CHALLENGE
Output only the span of lines that begins at the line containing "Could you please indicate the yellow" and ends at the last line of the data, both included, exactly as they appear.

SUPPLIED DATA

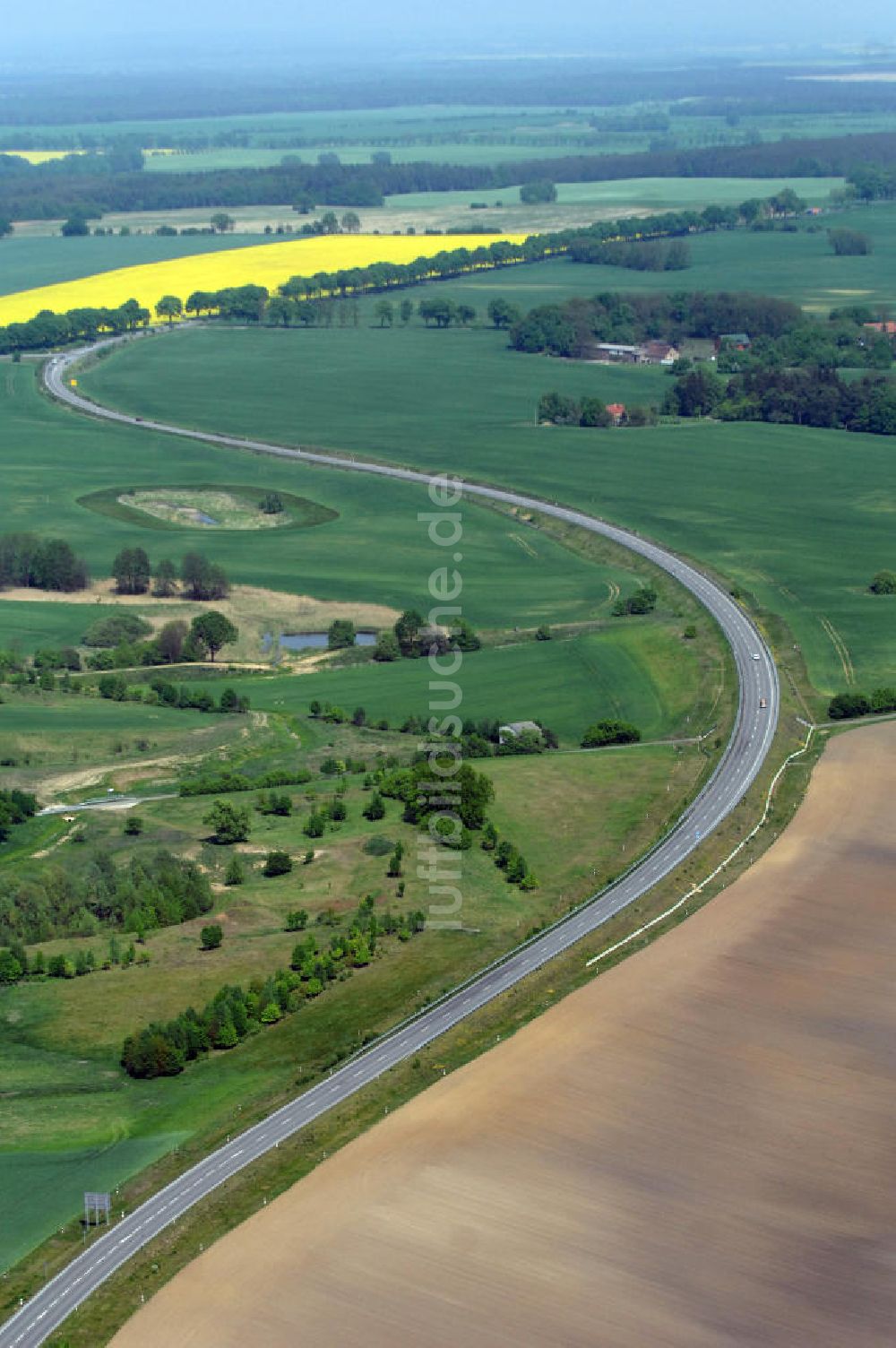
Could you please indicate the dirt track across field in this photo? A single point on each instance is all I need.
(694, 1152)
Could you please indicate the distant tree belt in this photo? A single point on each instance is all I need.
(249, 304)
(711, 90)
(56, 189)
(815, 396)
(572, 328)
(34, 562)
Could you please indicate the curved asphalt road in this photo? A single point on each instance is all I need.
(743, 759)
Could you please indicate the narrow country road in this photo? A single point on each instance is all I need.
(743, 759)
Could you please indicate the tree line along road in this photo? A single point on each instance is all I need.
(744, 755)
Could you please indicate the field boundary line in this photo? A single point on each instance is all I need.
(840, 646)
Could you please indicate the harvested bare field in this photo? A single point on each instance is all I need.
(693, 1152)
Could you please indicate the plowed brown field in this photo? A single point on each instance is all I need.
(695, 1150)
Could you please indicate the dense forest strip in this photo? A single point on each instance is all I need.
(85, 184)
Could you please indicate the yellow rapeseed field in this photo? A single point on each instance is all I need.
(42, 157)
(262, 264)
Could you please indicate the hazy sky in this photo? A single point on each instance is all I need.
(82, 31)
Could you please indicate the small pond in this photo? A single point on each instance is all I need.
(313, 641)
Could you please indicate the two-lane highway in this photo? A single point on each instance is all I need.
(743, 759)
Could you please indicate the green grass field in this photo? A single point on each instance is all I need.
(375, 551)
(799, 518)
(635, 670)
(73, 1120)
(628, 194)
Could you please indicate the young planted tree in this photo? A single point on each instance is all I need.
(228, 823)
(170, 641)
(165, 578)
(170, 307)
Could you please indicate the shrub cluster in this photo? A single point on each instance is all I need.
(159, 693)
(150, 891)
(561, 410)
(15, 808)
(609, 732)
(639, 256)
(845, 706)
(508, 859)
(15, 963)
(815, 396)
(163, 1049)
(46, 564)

OUTPUT OF THE TASK
Could you please indicate the yellow rapeseed field in this photo? A single point on each instance is all I need.
(42, 157)
(262, 264)
Could you please indicate the hazy sky in this photo? A single point on each instance is all I need.
(82, 31)
Could you please indicate the small pond in this photo? A single point on each instance is all I need.
(313, 641)
Could you please indicate the two-lane highway in this photo? A single point on each instance is all I need.
(743, 759)
Could you please indicate the green grass field in this photo? A single point on each instance is all I need.
(375, 551)
(799, 518)
(635, 670)
(73, 1120)
(628, 194)
Could you please indicate the young planted tree in this photo? A single point on each instance is all I need.
(228, 823)
(170, 641)
(165, 578)
(170, 307)
Could you please indicate the shrub cluster in this photo? A single point on each instance is all I need.
(159, 693)
(150, 891)
(561, 410)
(15, 808)
(609, 732)
(639, 256)
(845, 706)
(508, 859)
(15, 963)
(815, 396)
(163, 1049)
(46, 564)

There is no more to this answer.